**PROBLEM STATEMENT**
Repeat the listing in full. Nothing may be added or left out.

[Records from a data collection]
......
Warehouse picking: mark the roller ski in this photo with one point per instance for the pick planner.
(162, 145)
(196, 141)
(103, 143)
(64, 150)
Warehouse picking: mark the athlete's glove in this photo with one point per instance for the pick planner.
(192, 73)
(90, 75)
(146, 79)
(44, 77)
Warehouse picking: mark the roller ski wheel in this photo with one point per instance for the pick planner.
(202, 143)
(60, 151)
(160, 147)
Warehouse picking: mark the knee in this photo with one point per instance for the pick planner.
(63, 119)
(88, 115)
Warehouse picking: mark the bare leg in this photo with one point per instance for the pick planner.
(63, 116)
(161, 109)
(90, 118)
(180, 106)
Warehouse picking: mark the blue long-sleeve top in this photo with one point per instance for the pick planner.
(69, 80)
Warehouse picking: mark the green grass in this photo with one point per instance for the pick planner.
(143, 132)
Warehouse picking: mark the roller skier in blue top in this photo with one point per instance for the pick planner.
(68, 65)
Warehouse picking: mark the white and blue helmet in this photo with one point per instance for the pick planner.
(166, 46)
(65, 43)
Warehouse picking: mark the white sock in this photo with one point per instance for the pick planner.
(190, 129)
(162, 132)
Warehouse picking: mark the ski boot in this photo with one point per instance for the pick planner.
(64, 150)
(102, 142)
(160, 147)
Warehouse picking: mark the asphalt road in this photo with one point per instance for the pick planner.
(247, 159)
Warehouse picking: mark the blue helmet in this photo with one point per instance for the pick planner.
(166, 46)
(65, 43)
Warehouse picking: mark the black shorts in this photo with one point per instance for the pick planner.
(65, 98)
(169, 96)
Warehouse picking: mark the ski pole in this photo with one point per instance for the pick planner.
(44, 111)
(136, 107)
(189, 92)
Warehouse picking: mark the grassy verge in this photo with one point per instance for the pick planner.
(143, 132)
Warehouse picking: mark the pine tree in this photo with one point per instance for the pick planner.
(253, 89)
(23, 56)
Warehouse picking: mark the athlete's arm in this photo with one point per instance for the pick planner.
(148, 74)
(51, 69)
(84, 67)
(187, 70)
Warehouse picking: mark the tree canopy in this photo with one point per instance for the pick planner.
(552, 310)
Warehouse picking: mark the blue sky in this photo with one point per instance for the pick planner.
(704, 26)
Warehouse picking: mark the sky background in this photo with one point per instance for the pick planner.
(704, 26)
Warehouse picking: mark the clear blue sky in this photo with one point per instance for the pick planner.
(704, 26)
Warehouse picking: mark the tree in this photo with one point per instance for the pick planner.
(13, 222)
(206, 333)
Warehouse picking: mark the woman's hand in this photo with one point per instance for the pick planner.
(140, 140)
......
**TASK RESULT**
Warehouse picking: mark the roller ski in this photo with one point per instance for the pick planner.
(162, 145)
(196, 141)
(103, 143)
(64, 150)
Warehouse picking: mark the athlete's glove in this photo with one point per instance for the pick planner.
(192, 73)
(90, 75)
(146, 79)
(44, 77)
Warehouse picking: mark the roller ski wheel in this photo with one point per instance for the pick planner.
(202, 143)
(60, 151)
(160, 147)
Warehouse picking: mark the knee in this photo with one point per instance for the pick planner.
(63, 119)
(88, 115)
Warehouse picking: mark the bare leg in this photo with one point per instance for the pick planner.
(63, 116)
(161, 109)
(90, 118)
(180, 106)
Warehouse picking: mark the blue long-sleeve top in this photo with one point per instance for the pick planner.
(69, 80)
Warehouse picking: mark the green grass in this photo with one point per instance for the pick planner.
(143, 132)
Warehouse picking: mark the roller skier in blue top in this photo with one point per instance for the pick planner.
(68, 65)
Warehouse picking: mark the white and blue helmet in this photo with one point per instance for the pick planner.
(166, 46)
(65, 43)
Warehouse picking: mark the white sock in this photo with one point per instance for the pick planner.
(190, 129)
(162, 132)
Warehouse picking: mark the ski boot in this photo with one point per instance for the pick planner.
(64, 150)
(102, 142)
(160, 147)
Warehouse picking: mark the asphalt road in this photo with one point per instance for the pick planner.
(247, 159)
Warehouse picking: mark the blue helmet in this photo with one point per instance for the pick planner.
(166, 46)
(65, 43)
Warehouse picking: mark the black shorts in this photo with one point per instance for the pick planner.
(65, 98)
(169, 96)
Warehouse picking: mark the ski pole in this photo with one point per instance for the pick planner.
(44, 111)
(136, 107)
(189, 92)
Warehouse picking: mark the grassy verge in this photo with one point per instance for the pick planner.
(143, 132)
Warehouse picking: mark the pine tree in this photo with one point per instance for the pick planner.
(253, 89)
(23, 56)
Warehouse picking: mark the athlete's arm in this photo with one point per instance for the pick planner.
(148, 74)
(51, 69)
(84, 67)
(187, 70)
Warehouse picking: mark the tree canopy in this photo with one point per instance for the pick planner.
(552, 310)
Warehouse picking: mark the blue sky in this photo with one point per instance for the pick planner.
(704, 26)
Warehouse picking: mark the sky background in this photo with one point per instance for the pick planner.
(704, 26)
Warehouse picking: mark the clear blue sky in this photo with one point per instance for the pick planner.
(704, 26)
Warehouse picking: mark the tree in this photo with one point per instance for the pick planner.
(13, 222)
(206, 333)
Warehouse picking: mark the woman's hand in this photo with one point per instance for the pick planner.
(140, 140)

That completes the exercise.